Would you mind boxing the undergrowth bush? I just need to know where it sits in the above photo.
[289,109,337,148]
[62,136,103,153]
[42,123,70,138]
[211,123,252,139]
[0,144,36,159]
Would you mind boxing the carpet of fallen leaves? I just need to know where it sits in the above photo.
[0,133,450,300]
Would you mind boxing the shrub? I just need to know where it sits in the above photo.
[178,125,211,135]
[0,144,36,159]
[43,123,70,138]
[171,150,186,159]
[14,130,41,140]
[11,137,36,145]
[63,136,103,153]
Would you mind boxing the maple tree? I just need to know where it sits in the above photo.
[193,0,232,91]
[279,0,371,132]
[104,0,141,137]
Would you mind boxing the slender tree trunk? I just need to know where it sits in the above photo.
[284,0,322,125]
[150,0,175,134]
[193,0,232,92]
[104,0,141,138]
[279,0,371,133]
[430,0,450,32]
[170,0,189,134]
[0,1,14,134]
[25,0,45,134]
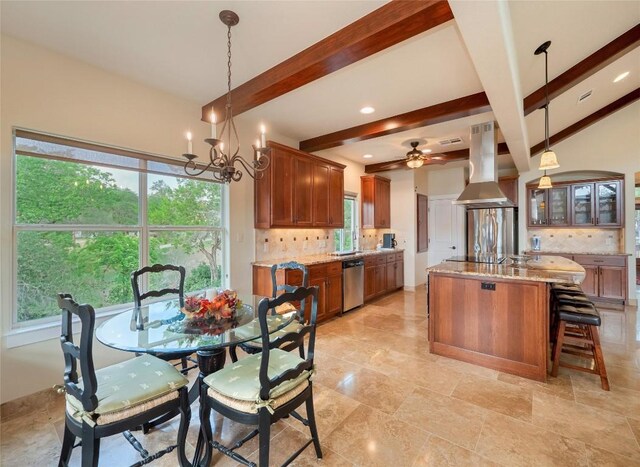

==================================================

**Given instruction:** Reproduce verbatim the stretch of the listing from the line containing "Would you mind boxing the maple" through the end of the listing, omitting the pictures.

**Answer to this problem:**
Would you mind boxing the maple tree? I just need to know where it sits in the above photo.
[193,0,232,91]
[279,0,371,132]
[104,0,141,137]
Would you mind boxing the slender tree trunk? I just need to know where it sits in the above photo.
[284,0,322,125]
[150,0,175,134]
[193,0,232,92]
[104,0,141,138]
[279,0,371,133]
[430,0,450,32]
[170,0,189,134]
[0,1,14,134]
[25,0,45,134]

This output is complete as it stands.